__Extrait à lire__

Si les "printemps arabes" - en Tunisie, en Egypte, au Yémen, au Maroc, en Lybie
ont été de natures très diverses, il n'en est rien des "automnes arabes" : dans les deux pays du Maghreb qui ont été les plus prompts à consacrer démocratiquement leurs révolution (Tunisie) et évolution (Maroc), le vert de l'islam et l'ocre du conservatisme se sont imposé de manière nette.
Beaucoup d'Européens s'en inquiètent, voire s'en émeuvent : déguisé en barbu, le loup camperait désormais dans leur jardin. A Rabat, ces craintes font sourire quand elles ne suscitent pas un haussement d'épaules désabusé. Tentative d'explication.
"Nous sommes dans l'an 1 de la démocratie marocaine", s'enthousiasme le très posé politologue Ali Sedjaki alors que les premières grandes tendances confirment, dimanche, la nette victoire du Parti Justice et Développement des islamistes dits, ici, "modérés". Pour ce professeur des Universités qui enseigne notamment à Paris I et à Bayonne tout en étant le titulaire de la Chaire Unesco des droits de l'homme, le parti vainqueur a peu d'importance par rapport à cette avancée historique : "Avec le scrutin législatif du 25 novembre, le Maroc est entré de plein pied dans l'ère démocratique, dans la normalité politique de la chose, alors que tout, avant, n'était qu'illusion"
Pourtant, le défi à relever était grand. Après l'approbation massive, par référendum, de la nouvelle Constitution le 1er juillet dernier, les autorités politiques du Royaume ont précipité les choses pour la tenue du scrutin législatif, en dépit du Ramadan, de l'Aït et de la rentrée scolaire qui ne prédisposaient pas à une campagne électorale fructueuse. Il s'agissait toutefois dc couper l'herbe sous le pied des jeunes actifs au sein du " Mouvement du 20 février", fer de lance de l'adaptation constitutionnelle à défaut d'être devenu un acteur politique en bonne et due forme, lui qui avait appelé au boycott des élections législatives. "Il aurait fallu que les partis politiques dialoguent avec ces jeunes", regrette le Pr. Sedjaki pour qui "la victoire de la démocratie revient au Mouvement du 20 février, en tout cas sur le plan symbolique."
Encore fallait-il que les partis politiques acceptent de dialoguer avec ces jeunes. Et qu'ils acceptent, tout simplement, de dialoguer avec les citoyens, les électeurs, qu'ils soient à l'écoute du peuple. Voilà qui n'est pas, qui n'a jamais été dans leur culture et qui, commente le Pr. Sedjaki, nourrit une "fracture forte" entre le monde politique et les Marocains. Hormis pour le parti islamiste victorieux, les citoyens marocains ne votent jamais pour une formation politique, pour un programme, seulement pour une personne qu'ils connaissent, peu importe le parti à laquelle elle appartient.

__Données fournies__
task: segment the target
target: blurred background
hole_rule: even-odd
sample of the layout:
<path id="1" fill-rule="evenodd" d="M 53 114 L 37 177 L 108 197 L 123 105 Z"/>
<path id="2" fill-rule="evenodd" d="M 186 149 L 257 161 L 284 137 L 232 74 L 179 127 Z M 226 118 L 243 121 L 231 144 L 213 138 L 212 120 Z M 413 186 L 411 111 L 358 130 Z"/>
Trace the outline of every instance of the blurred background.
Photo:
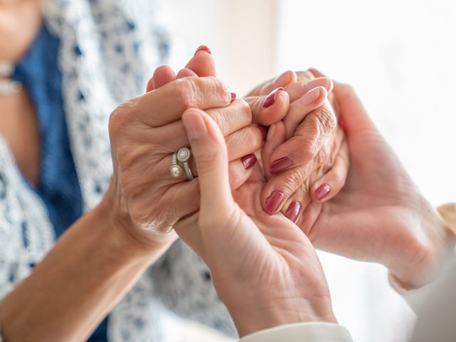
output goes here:
<path id="1" fill-rule="evenodd" d="M 162 9 L 175 68 L 205 44 L 238 94 L 311 66 L 351 83 L 425 196 L 456 200 L 456 1 L 169 0 Z M 413 315 L 385 270 L 320 255 L 354 340 L 404 341 Z"/>

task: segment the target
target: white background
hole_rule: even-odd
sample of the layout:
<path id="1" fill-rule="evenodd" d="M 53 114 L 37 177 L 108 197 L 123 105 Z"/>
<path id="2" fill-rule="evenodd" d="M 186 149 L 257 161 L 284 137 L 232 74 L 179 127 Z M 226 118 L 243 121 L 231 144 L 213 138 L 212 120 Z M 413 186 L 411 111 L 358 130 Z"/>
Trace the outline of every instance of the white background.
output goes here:
<path id="1" fill-rule="evenodd" d="M 177 64 L 206 43 L 239 93 L 310 66 L 350 83 L 429 200 L 456 202 L 456 1 L 172 3 L 167 19 L 185 43 Z M 413 316 L 385 271 L 321 256 L 337 318 L 355 341 L 403 341 Z"/>

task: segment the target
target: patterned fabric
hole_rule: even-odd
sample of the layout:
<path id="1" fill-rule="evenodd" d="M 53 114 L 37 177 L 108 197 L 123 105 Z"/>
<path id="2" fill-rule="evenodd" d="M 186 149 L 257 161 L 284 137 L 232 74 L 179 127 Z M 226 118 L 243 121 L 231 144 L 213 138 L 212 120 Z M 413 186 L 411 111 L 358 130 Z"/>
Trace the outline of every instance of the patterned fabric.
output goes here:
<path id="1" fill-rule="evenodd" d="M 153 0 L 43 1 L 46 27 L 60 41 L 63 109 L 83 211 L 99 202 L 109 184 L 110 112 L 143 93 L 152 71 L 167 57 L 168 39 L 152 19 L 157 5 Z M 53 222 L 0 137 L 0 299 L 52 248 Z M 180 317 L 235 333 L 205 265 L 178 242 L 114 309 L 108 339 L 179 341 Z"/>

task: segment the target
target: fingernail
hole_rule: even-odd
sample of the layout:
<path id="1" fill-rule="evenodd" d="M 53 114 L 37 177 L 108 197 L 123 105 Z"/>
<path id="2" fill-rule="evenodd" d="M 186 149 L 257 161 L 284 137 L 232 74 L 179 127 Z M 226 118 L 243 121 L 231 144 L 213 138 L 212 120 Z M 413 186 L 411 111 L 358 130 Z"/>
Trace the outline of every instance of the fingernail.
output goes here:
<path id="1" fill-rule="evenodd" d="M 286 217 L 288 217 L 290 221 L 296 222 L 301 211 L 302 204 L 301 204 L 301 202 L 299 201 L 294 202 L 286 209 L 285 216 L 286 216 Z"/>
<path id="2" fill-rule="evenodd" d="M 327 184 L 323 184 L 315 191 L 315 197 L 318 201 L 321 201 L 329 192 L 331 192 L 331 187 Z"/>
<path id="3" fill-rule="evenodd" d="M 247 155 L 241 158 L 241 161 L 242 162 L 242 165 L 245 170 L 251 169 L 256 164 L 256 156 L 255 155 Z"/>
<path id="4" fill-rule="evenodd" d="M 200 139 L 207 134 L 206 124 L 201 115 L 197 113 L 185 113 L 182 115 L 182 123 L 187 136 L 190 140 Z"/>
<path id="5" fill-rule="evenodd" d="M 202 45 L 200 46 L 198 48 L 197 48 L 197 51 L 195 53 L 195 54 L 196 55 L 198 52 L 200 51 L 206 51 L 207 53 L 209 53 L 209 55 L 212 55 L 212 53 L 211 52 L 210 48 L 209 48 L 207 46 L 206 46 L 205 45 Z"/>
<path id="6" fill-rule="evenodd" d="M 272 162 L 269 165 L 269 172 L 271 173 L 279 173 L 286 169 L 288 169 L 293 165 L 293 161 L 288 157 L 278 159 Z"/>
<path id="7" fill-rule="evenodd" d="M 266 211 L 270 215 L 274 214 L 280 207 L 285 195 L 280 191 L 274 190 L 266 200 Z"/>
<path id="8" fill-rule="evenodd" d="M 266 138 L 266 141 L 270 141 L 274 138 L 274 135 L 276 133 L 276 124 L 271 125 L 268 130 L 268 136 Z"/>
<path id="9" fill-rule="evenodd" d="M 260 132 L 261 133 L 261 137 L 263 137 L 263 141 L 266 141 L 266 138 L 268 136 L 269 128 L 266 126 L 258 126 Z"/>
<path id="10" fill-rule="evenodd" d="M 277 93 L 279 91 L 283 91 L 284 88 L 282 87 L 278 88 L 277 89 L 273 90 L 263 101 L 263 108 L 268 108 L 274 105 L 274 103 L 276 102 L 276 97 Z"/>
<path id="11" fill-rule="evenodd" d="M 316 100 L 321 93 L 321 88 L 315 88 L 306 93 L 302 98 L 301 98 L 301 103 L 303 105 L 309 105 L 315 100 Z"/>

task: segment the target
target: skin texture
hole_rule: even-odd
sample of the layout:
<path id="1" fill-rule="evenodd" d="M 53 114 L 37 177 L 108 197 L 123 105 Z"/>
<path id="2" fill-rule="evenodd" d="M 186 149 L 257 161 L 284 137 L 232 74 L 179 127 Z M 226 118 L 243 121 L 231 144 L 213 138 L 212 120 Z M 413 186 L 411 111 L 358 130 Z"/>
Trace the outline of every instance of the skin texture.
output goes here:
<path id="1" fill-rule="evenodd" d="M 324 76 L 316 77 L 310 71 L 287 71 L 259 86 L 251 95 L 269 91 L 290 79 L 296 80 L 296 83 L 285 86 L 291 100 L 295 101 L 290 105 L 290 113 L 299 108 L 295 105 L 300 102 L 296 97 L 296 90 L 316 91 L 314 85 L 323 86 L 322 82 L 328 82 L 327 86 L 323 86 L 328 93 L 324 102 L 309 115 L 296 120 L 289 113 L 283 120 L 269 128 L 269 135 L 261 152 L 268 179 L 261 200 L 263 207 L 267 210 L 266 204 L 271 194 L 274 191 L 283 193 L 284 200 L 276 212 L 281 210 L 286 215 L 290 207 L 297 202 L 305 208 L 311 201 L 322 202 L 336 196 L 345 184 L 350 166 L 345 133 L 337 125 L 338 114 L 332 93 L 333 85 L 329 78 Z M 320 90 L 324 92 L 324 89 Z M 284 157 L 296 162 L 289 169 L 272 175 L 269 165 Z M 316 191 L 323 185 L 329 186 L 330 191 L 324 198 L 319 199 L 316 196 Z M 299 218 L 299 216 L 296 219 Z"/>
<path id="2" fill-rule="evenodd" d="M 452 249 L 454 234 L 420 193 L 353 88 L 336 83 L 333 93 L 347 134 L 348 177 L 332 200 L 311 203 L 298 224 L 317 248 L 383 264 L 405 287 L 420 287 Z"/>
<path id="3" fill-rule="evenodd" d="M 177 74 L 167 66 L 157 68 L 149 81 L 147 90 L 176 78 L 215 76 L 215 63 L 211 54 L 199 49 Z M 280 88 L 285 91 L 277 91 Z M 263 169 L 269 180 L 261 200 L 263 207 L 270 214 L 281 209 L 290 219 L 296 221 L 302 209 L 312 200 L 328 200 L 345 183 L 349 167 L 348 147 L 343 131 L 337 126 L 332 89 L 333 83 L 326 77 L 316 78 L 310 71 L 289 71 L 257 86 L 244 98 L 252 108 L 254 122 L 270 125 L 267 141 L 261 152 Z M 265 108 L 266 99 L 274 94 L 274 103 Z M 284 103 L 289 98 L 290 104 L 287 106 Z M 331 100 L 331 103 L 328 98 Z M 270 162 L 283 157 L 294 160 L 295 167 L 271 175 Z M 317 183 L 318 187 L 313 186 L 314 183 Z M 317 198 L 314 194 L 312 198 L 311 189 L 316 190 L 320 185 L 328 187 L 328 193 L 323 199 Z M 283 200 L 281 205 L 271 212 L 266 203 L 271 194 L 276 191 L 283 194 Z M 298 208 L 292 215 L 289 212 L 291 207 Z"/>
<path id="4" fill-rule="evenodd" d="M 285 323 L 336 322 L 313 246 L 290 220 L 261 208 L 259 166 L 232 195 L 219 128 L 197 109 L 182 120 L 200 172 L 201 208 L 198 224 L 177 231 L 209 267 L 239 336 Z"/>

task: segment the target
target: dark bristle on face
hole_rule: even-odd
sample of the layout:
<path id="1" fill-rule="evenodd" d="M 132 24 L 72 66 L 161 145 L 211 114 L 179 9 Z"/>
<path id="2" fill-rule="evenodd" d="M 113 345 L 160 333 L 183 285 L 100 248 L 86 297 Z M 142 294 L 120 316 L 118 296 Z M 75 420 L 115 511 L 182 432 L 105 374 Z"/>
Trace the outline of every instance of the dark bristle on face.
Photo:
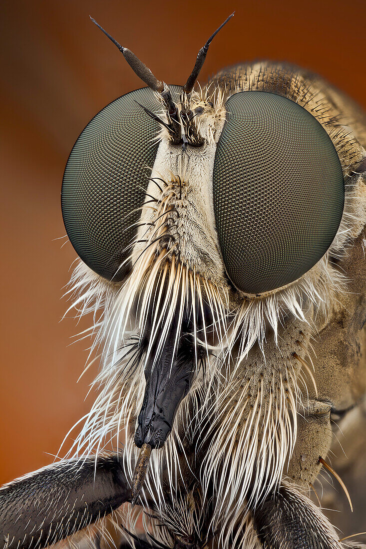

__Consignes__
1: Traduisez en anglais cette phrase de l'extrait sur les élections marocaines : « A Rabat, ces craintes font sourire quand elles ne suscitent pas un haussement d'épaules désabusé. »
2: D'après l'extrait sur les élections marocaines, à quelle date a eu lieu le scrutin législatif ?
3: Poursuivez l'extrait sur les élections marocaines après sa dernière phrase.

__Réponses__
1: In Rabat, these fears draw smiles when they do not prompt a disillusioned shrug.

2: Le 25 novembre.

3:
Dans ce contexte, les islamistes du PJD ont bâti leur victoire sur le rôle qu'ils ont joué en qualité de parti d'opposition et parce qu'ils "parlent la langue du peuple". Plus encore, précise le Pr. Sedjaki, ils l'ont forgée "sur les actes manqués des autres partis", sur leur absence de crédibilité une fois les scrutins terminés. En somme, leur victoire est bâtie sur une aversion du citoyen pour la classe politique traditionnelle plus que sur une adhésion à leurs idées. C'est ce que confirme une anecdote rapportée par un haut fonctionnaire du ministère de l'Intérieur à qui son coiffeur, bon vivant ne dédaignant pas l'alcool à l'occasion, annonce qu'il votera
islamiste. Et de répliquer à celui qui s'en étonne : "Avec les autres partis, on ne savait pas à quelle porte aller frapper pour se plaindre. Au moins, avec eux, il suffira d'aller à la mosquée !"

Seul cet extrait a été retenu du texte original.